Entries for labeling with bounding boxes
_ _ _ _

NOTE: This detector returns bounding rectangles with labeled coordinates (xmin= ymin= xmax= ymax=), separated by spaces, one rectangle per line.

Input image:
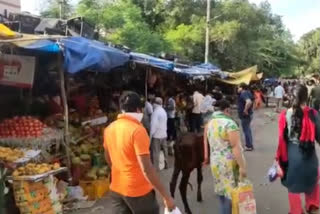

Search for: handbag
xmin=164 ymin=207 xmax=182 ymax=214
xmin=231 ymin=180 xmax=257 ymax=214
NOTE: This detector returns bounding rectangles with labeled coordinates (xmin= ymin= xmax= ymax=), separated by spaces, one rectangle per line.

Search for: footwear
xmin=244 ymin=147 xmax=254 ymax=152
xmin=308 ymin=205 xmax=319 ymax=214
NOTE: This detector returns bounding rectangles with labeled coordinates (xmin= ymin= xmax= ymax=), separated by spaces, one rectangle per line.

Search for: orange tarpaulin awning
xmin=221 ymin=65 xmax=263 ymax=85
xmin=0 ymin=24 xmax=16 ymax=39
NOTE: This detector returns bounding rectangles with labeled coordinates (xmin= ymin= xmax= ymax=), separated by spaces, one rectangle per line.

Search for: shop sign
xmin=0 ymin=54 xmax=36 ymax=88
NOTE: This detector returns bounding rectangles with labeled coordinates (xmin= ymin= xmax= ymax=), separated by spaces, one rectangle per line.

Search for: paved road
xmin=72 ymin=109 xmax=316 ymax=214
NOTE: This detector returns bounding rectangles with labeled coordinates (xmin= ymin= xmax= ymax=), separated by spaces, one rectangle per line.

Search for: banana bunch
xmin=0 ymin=146 xmax=24 ymax=162
xmin=12 ymin=163 xmax=60 ymax=177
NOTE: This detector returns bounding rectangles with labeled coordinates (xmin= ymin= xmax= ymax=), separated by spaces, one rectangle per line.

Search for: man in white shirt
xmin=150 ymin=97 xmax=168 ymax=169
xmin=191 ymin=91 xmax=204 ymax=133
xmin=274 ymin=82 xmax=285 ymax=112
xmin=142 ymin=94 xmax=154 ymax=133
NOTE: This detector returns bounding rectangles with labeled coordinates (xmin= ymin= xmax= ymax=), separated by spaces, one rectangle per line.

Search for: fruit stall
xmin=0 ymin=26 xmax=129 ymax=214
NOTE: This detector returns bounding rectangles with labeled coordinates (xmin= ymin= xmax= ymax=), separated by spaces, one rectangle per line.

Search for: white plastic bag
xmin=164 ymin=207 xmax=182 ymax=214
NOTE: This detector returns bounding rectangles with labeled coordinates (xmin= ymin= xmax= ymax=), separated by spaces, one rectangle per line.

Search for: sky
xmin=249 ymin=0 xmax=320 ymax=41
xmin=21 ymin=0 xmax=320 ymax=41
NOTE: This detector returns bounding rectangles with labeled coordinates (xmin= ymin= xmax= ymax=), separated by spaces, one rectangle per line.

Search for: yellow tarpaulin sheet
xmin=221 ymin=65 xmax=263 ymax=85
xmin=0 ymin=24 xmax=16 ymax=39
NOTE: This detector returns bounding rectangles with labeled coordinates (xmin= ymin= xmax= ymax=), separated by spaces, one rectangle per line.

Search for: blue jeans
xmin=219 ymin=195 xmax=232 ymax=214
xmin=240 ymin=116 xmax=253 ymax=148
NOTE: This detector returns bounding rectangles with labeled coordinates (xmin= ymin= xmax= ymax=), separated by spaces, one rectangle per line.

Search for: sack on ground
xmin=232 ymin=181 xmax=257 ymax=214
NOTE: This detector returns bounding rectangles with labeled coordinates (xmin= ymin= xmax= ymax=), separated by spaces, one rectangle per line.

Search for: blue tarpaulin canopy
xmin=1 ymin=34 xmax=64 ymax=53
xmin=130 ymin=52 xmax=174 ymax=71
xmin=60 ymin=37 xmax=129 ymax=74
xmin=197 ymin=63 xmax=221 ymax=72
xmin=1 ymin=34 xmax=129 ymax=74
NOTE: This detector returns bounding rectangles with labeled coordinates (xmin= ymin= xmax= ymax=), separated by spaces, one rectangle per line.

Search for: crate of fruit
xmin=0 ymin=116 xmax=63 ymax=157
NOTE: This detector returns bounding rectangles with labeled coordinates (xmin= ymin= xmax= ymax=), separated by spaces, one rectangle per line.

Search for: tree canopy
xmin=39 ymin=0 xmax=320 ymax=76
xmin=298 ymin=28 xmax=320 ymax=73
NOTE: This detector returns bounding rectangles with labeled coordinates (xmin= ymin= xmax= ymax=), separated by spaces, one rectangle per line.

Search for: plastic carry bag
xmin=164 ymin=207 xmax=182 ymax=214
xmin=231 ymin=180 xmax=257 ymax=214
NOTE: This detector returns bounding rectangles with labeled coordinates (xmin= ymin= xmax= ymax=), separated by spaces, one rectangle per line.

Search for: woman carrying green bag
xmin=204 ymin=100 xmax=247 ymax=214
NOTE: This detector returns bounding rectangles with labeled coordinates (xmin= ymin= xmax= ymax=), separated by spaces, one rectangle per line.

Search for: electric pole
xmin=204 ymin=0 xmax=211 ymax=63
xmin=59 ymin=0 xmax=63 ymax=19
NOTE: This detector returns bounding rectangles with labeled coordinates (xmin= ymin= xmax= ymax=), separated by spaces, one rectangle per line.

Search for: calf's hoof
xmin=170 ymin=183 xmax=175 ymax=198
xmin=197 ymin=193 xmax=203 ymax=202
xmin=185 ymin=209 xmax=192 ymax=214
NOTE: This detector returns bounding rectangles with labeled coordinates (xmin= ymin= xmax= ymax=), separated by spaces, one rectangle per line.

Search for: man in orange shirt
xmin=104 ymin=92 xmax=175 ymax=214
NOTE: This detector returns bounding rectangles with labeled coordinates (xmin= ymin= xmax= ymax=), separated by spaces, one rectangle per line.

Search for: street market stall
xmin=0 ymin=24 xmax=129 ymax=214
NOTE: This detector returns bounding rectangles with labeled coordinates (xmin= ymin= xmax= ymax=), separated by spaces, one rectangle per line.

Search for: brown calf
xmin=170 ymin=133 xmax=204 ymax=214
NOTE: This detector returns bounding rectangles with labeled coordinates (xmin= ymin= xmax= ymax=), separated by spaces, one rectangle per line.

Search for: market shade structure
xmin=0 ymin=34 xmax=65 ymax=53
xmin=0 ymin=24 xmax=16 ymax=39
xmin=0 ymin=34 xmax=129 ymax=74
xmin=130 ymin=52 xmax=174 ymax=71
xmin=220 ymin=65 xmax=263 ymax=85
xmin=174 ymin=64 xmax=225 ymax=79
xmin=60 ymin=37 xmax=129 ymax=74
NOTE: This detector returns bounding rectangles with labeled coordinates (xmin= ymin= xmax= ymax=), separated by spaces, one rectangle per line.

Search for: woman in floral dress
xmin=204 ymin=100 xmax=246 ymax=214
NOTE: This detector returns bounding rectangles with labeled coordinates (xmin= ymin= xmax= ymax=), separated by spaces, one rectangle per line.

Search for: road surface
xmin=70 ymin=109 xmax=316 ymax=214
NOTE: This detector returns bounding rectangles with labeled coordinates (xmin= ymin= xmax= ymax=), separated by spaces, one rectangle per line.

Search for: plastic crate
xmin=80 ymin=178 xmax=110 ymax=200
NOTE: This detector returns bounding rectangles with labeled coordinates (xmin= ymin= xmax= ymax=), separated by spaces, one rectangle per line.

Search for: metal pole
xmin=204 ymin=0 xmax=211 ymax=63
xmin=58 ymin=53 xmax=72 ymax=182
xmin=59 ymin=0 xmax=63 ymax=19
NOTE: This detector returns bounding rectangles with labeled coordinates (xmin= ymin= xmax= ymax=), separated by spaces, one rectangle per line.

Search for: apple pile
xmin=0 ymin=116 xmax=46 ymax=138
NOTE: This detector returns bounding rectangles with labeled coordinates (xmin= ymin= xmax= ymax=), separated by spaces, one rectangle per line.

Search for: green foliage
xmin=165 ymin=19 xmax=205 ymax=61
xmin=103 ymin=1 xmax=166 ymax=54
xmin=38 ymin=0 xmax=312 ymax=76
xmin=41 ymin=0 xmax=73 ymax=19
xmin=76 ymin=0 xmax=103 ymax=26
xmin=298 ymin=28 xmax=320 ymax=73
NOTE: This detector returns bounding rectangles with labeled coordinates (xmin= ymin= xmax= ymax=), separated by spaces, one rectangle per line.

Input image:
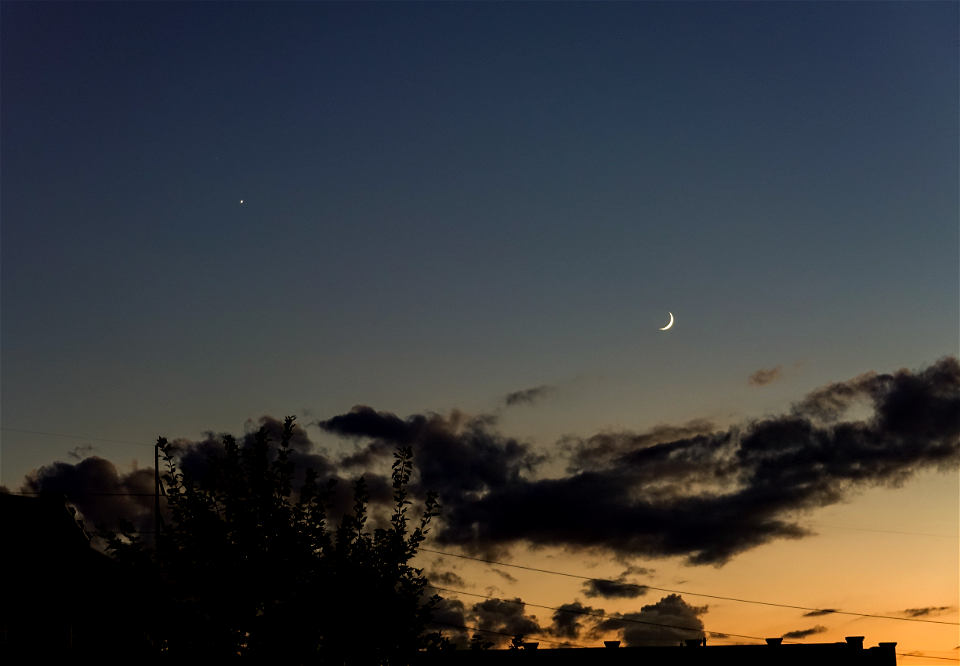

_ _ _ _

> [The request]: Copy the material word for word, from its start up to and including the line with "xmin=308 ymin=205 xmax=319 ymax=214". Leave the pictures out of your copy.

> [Result of the task]:
NOTE: This detector returns bounding rectangles with labeled coordinates (xmin= ymin= xmax= ymax=), separated by spaces, one rectangle per line.

Input image:

Search for: handbag
xmin=164 ymin=207 xmax=182 ymax=214
xmin=231 ymin=180 xmax=257 ymax=214
NOTE: This detector returns bounding rectangles with labeled coordinates (xmin= ymin= xmax= ymax=), separated by spaces, one rectangle per line.

Search for: footwear
xmin=244 ymin=147 xmax=254 ymax=152
xmin=308 ymin=205 xmax=319 ymax=214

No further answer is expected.